**Supplied data**
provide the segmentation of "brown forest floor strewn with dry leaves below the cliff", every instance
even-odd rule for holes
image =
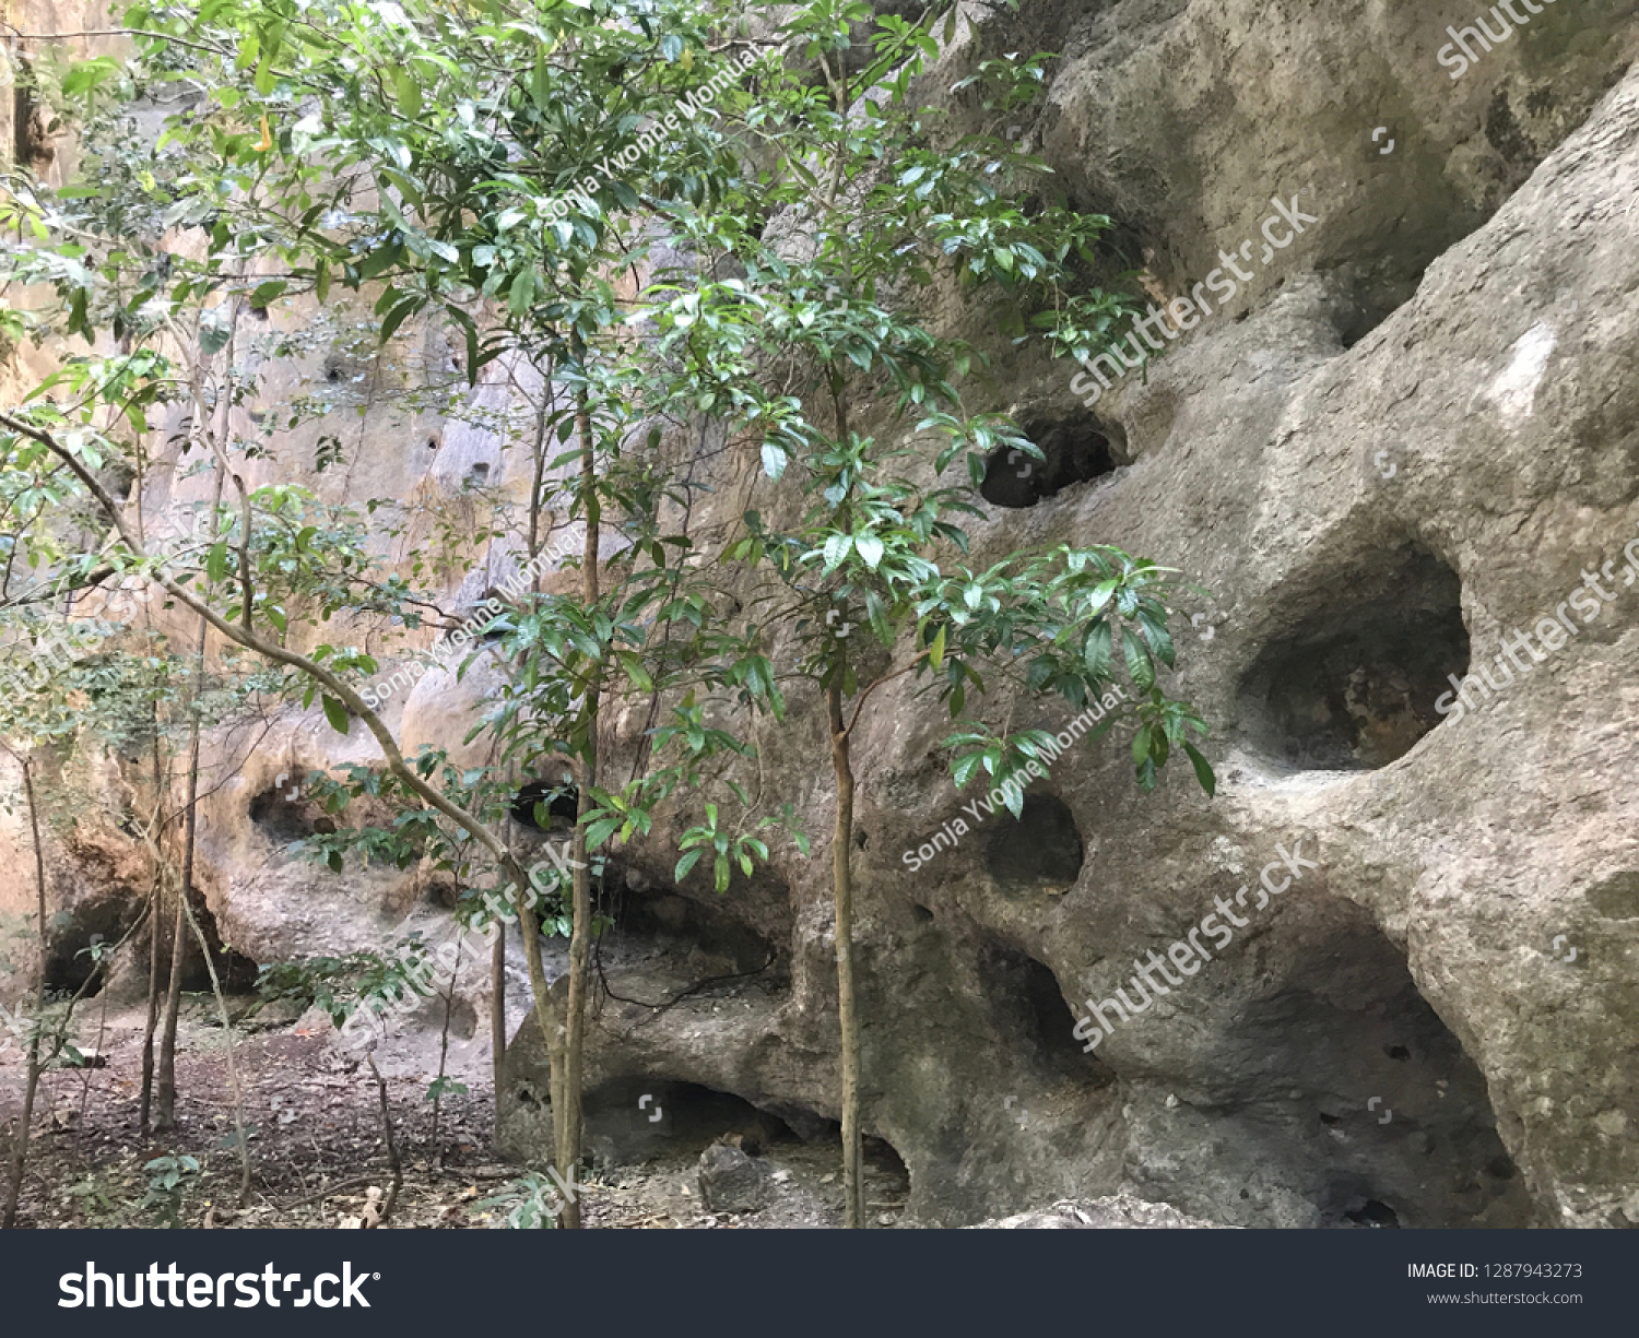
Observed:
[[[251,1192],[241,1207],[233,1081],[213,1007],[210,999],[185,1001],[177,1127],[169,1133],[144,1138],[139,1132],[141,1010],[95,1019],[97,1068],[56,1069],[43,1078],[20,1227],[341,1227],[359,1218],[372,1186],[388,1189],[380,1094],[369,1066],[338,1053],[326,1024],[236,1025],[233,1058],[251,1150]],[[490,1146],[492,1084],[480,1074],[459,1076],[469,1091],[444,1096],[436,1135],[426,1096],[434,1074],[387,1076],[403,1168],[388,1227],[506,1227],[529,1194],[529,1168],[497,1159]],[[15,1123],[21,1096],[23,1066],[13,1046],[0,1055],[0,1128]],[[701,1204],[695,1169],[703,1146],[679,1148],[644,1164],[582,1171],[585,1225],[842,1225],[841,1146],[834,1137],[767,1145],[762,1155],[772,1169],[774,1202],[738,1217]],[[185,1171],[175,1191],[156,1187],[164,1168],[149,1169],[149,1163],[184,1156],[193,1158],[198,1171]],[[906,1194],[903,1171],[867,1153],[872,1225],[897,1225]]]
...
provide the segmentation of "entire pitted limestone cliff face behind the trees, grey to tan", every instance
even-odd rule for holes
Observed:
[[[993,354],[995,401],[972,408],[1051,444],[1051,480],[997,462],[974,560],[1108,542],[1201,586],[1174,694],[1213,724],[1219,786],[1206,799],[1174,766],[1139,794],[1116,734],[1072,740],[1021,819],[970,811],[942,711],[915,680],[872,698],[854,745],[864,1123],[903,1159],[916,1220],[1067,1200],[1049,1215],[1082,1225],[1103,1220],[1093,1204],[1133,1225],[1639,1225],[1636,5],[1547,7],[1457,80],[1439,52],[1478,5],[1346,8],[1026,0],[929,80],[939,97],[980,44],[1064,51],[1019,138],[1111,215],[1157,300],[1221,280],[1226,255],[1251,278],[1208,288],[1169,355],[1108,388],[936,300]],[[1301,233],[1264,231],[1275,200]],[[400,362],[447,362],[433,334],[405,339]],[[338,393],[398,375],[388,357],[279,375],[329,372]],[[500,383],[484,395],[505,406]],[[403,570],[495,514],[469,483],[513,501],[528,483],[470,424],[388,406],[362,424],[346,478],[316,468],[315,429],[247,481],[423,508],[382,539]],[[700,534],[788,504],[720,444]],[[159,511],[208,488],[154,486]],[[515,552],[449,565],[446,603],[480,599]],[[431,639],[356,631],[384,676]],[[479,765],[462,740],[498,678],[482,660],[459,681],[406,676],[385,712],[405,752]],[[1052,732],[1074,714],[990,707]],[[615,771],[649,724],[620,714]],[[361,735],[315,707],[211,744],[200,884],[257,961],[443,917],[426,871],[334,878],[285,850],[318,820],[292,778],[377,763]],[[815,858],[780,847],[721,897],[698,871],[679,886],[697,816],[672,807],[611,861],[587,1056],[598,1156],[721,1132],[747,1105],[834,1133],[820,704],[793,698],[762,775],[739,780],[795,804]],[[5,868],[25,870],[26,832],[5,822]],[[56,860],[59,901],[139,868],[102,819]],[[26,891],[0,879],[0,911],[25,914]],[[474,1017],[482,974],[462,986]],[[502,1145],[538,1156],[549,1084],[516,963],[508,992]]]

**Task details**
Could you state how many lines in the listing include the string "every"? Only the number is wanted.

**Output of the exercise**
2